### WHAT THE TASK REQUIRES
In the material below, the lines from the one containing "Query: bare chest" through the one containing "Query: turquoise water" are to be given again exactly, ends included, and no others.
===== SOURCE INFORMATION =====
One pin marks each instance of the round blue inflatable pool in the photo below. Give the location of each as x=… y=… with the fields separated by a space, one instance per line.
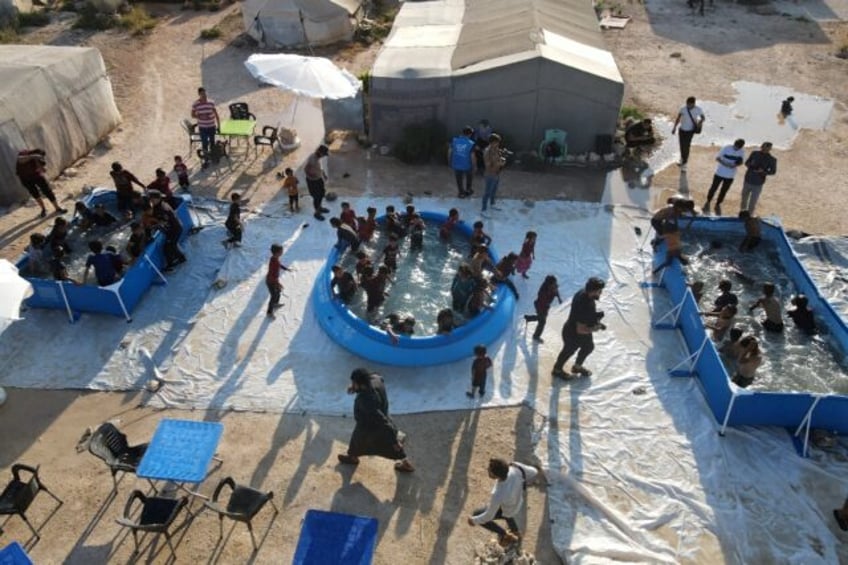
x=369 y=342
=====
===== SOURCE INFORMATION =====
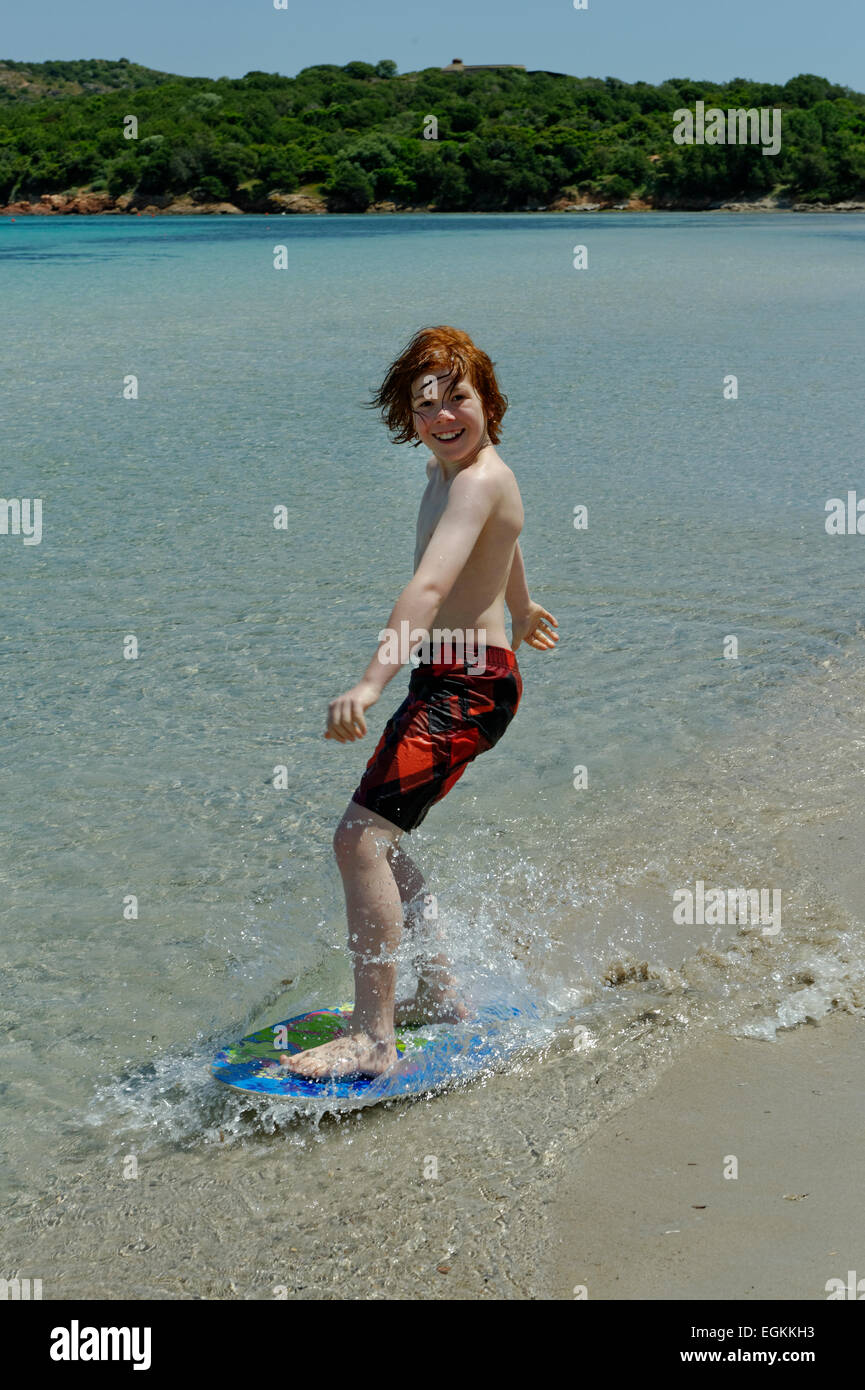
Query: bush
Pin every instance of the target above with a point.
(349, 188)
=====
===== SOURCE INFORMATION =====
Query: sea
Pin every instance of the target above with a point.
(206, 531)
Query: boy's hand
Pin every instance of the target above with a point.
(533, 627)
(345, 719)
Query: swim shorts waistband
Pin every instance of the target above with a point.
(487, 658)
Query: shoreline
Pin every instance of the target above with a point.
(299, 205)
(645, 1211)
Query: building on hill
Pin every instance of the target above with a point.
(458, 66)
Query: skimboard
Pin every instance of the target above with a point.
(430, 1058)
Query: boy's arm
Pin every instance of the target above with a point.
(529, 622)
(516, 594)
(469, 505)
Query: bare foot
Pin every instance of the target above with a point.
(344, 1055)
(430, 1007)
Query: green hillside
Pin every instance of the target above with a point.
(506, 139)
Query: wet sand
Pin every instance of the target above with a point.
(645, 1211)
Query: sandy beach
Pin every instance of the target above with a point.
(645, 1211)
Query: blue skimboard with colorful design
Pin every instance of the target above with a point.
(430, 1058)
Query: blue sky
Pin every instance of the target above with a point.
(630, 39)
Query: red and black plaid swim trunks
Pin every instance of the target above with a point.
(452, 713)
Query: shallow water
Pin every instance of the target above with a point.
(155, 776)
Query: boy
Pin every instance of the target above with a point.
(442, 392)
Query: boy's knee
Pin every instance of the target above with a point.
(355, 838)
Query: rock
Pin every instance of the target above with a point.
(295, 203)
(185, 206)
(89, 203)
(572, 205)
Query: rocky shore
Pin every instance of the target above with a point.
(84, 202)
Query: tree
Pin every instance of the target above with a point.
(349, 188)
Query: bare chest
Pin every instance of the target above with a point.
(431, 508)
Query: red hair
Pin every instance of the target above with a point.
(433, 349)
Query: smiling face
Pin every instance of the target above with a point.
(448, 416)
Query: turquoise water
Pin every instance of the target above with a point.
=====
### OUTPUT OF THE EXERCISE
Query: bare chest
Pin every instance of the target above with a point.
(431, 508)
Query: red hair
Pin every instance of the target above with a point.
(433, 349)
Query: smiling face
Pin every instance of the target above with a point.
(448, 416)
Query: turquoise water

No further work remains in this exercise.